• Given request: Reproduce all of the records below word for word, leaving the pictures out of your answer.

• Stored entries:
* Start *
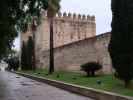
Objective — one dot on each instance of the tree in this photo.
(29, 51)
(120, 48)
(24, 56)
(14, 17)
(53, 7)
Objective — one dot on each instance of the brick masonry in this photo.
(69, 57)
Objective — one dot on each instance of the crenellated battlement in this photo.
(72, 16)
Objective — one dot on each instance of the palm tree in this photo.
(53, 8)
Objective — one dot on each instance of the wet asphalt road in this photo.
(15, 87)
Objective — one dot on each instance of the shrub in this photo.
(90, 68)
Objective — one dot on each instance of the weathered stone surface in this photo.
(15, 87)
(75, 42)
(69, 57)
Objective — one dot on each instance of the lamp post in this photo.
(34, 25)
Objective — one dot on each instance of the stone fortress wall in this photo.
(68, 28)
(75, 42)
(69, 57)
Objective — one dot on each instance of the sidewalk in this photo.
(14, 87)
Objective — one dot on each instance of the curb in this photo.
(85, 91)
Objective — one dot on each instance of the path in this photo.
(15, 87)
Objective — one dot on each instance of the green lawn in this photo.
(108, 82)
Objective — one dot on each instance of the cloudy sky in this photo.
(99, 8)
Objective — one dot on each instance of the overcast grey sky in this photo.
(99, 8)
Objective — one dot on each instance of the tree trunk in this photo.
(34, 55)
(93, 73)
(51, 59)
(127, 84)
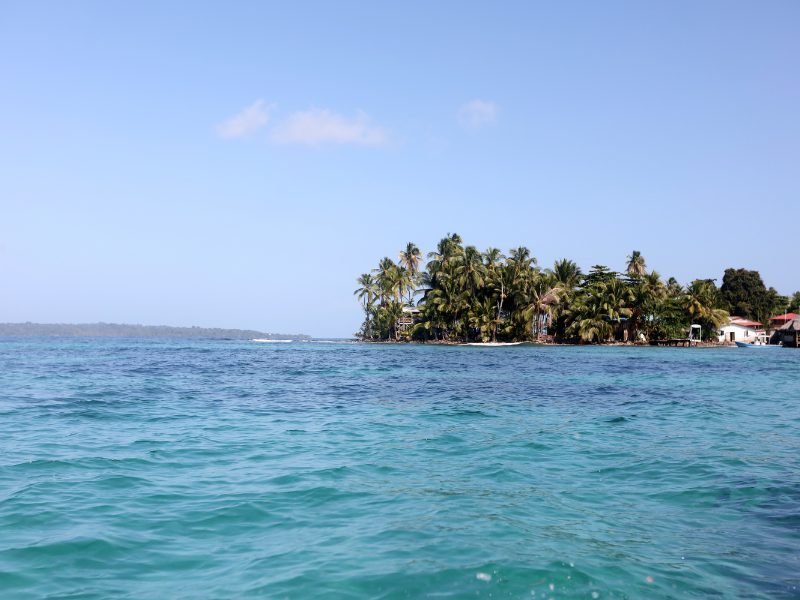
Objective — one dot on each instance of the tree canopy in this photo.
(463, 294)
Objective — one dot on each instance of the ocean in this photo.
(155, 469)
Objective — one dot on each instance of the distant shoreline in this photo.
(142, 331)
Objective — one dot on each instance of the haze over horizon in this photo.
(196, 165)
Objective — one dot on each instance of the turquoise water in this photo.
(174, 469)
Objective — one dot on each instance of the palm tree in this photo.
(636, 265)
(367, 294)
(368, 290)
(410, 258)
(386, 278)
(496, 282)
(544, 294)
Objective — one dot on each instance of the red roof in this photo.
(786, 317)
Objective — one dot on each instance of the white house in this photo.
(740, 330)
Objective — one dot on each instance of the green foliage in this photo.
(744, 294)
(794, 303)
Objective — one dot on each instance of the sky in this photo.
(240, 164)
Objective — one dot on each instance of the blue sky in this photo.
(240, 164)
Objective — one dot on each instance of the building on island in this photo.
(789, 333)
(407, 319)
(779, 321)
(739, 329)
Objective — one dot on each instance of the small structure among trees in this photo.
(463, 295)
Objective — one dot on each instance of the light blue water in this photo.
(175, 469)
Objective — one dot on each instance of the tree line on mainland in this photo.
(464, 295)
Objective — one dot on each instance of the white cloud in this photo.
(318, 126)
(477, 113)
(246, 122)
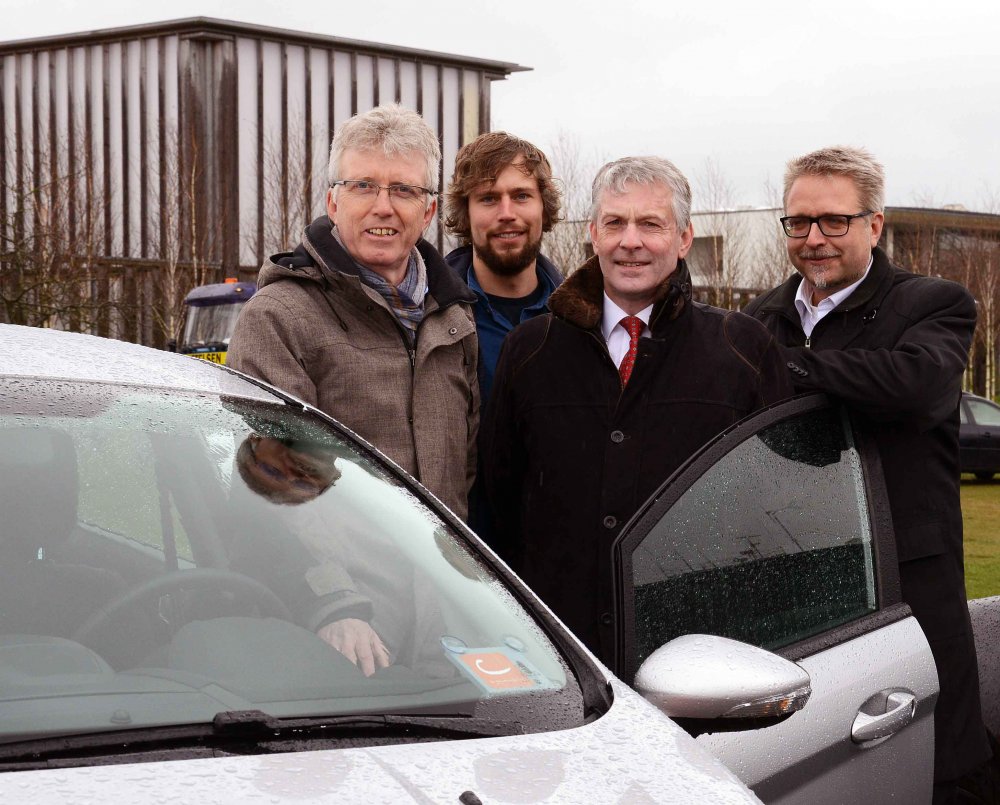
* End *
• Solution below:
Objective — one dot on each instance of the tree in this photo.
(29, 51)
(120, 48)
(24, 56)
(14, 17)
(53, 7)
Objective — one dot on each instance of the brick masonry in this photo.
(69, 57)
Objective — one dot on each instance of the crenellated battlement in this photo.
(72, 16)
Objective — one dot on each instance of the palm tree in this photo.
(53, 8)
Objective — one dot on each instance of the wet asphalt road in this photo.
(15, 87)
Objective — one dot on each instance of the shrub in this photo.
(90, 68)
Objective — one dot on each instance of the weathered stone surface in this photo.
(15, 87)
(75, 42)
(69, 57)
Objective — one dot on each instance of the lamp post in this photo.
(34, 25)
Objective — one dot on each instance of the stone fortress wall in this photo.
(68, 28)
(75, 42)
(69, 57)
Objective — one dot on each instance of the sidewalk in this photo.
(14, 87)
Objective — one dot on each instance of the curb in this photo.
(85, 91)
Objective — one dot on each instance of the path in this photo.
(15, 87)
Objective — one dot on each instance of the green lawn in this photo.
(108, 82)
Objective — one dot on each instance of the cloudy sky in this photo.
(99, 8)
Objective — one dot on each instance of the overcast grey sky in this photo.
(99, 8)
Objective — one dot on each instance of the tree trunk in this photo.
(34, 55)
(93, 73)
(51, 59)
(127, 84)
Objective — one dot on each instance of the tree canopy in this photo.
(463, 294)
Objective — one dot on each instance of the ocean in this photo.
(155, 469)
Objective — one dot on each instance of the distant shoreline in this photo.
(142, 331)
Objective — one dot on each instance of the haze over horizon in this photo.
(196, 165)
Objective — one dot on each instance of the turquoise water in this photo.
(174, 469)
Objective — one dot on each instance of the palm tree in this photo.
(636, 265)
(367, 294)
(368, 290)
(410, 258)
(386, 278)
(496, 282)
(544, 294)
Objective — one dot on each instance of the red roof in this photo.
(786, 317)
Objective — one dot on each instance of the white house in this photo.
(740, 330)
Objective — one dot on each instance of the green foliage in this photo.
(744, 294)
(794, 303)
Objective — one dot on each instance of the sky in this photo.
(240, 164)
Objective — one dot on each instance of the blue sky in this photo.
(240, 164)
Objective — one dot on each instance of the building on island in this photo.
(789, 333)
(407, 319)
(779, 321)
(739, 329)
Objective — one dot on each instance of the small structure among trees in this photo.
(463, 295)
Objective — one dot on each instance of the light blue water in this photo.
(175, 469)
Objective — one dot on each instance of the tree line on mainland in this photo.
(464, 295)
Objective — one dot on each instance of the white cloud in this photo.
(318, 126)
(477, 113)
(246, 122)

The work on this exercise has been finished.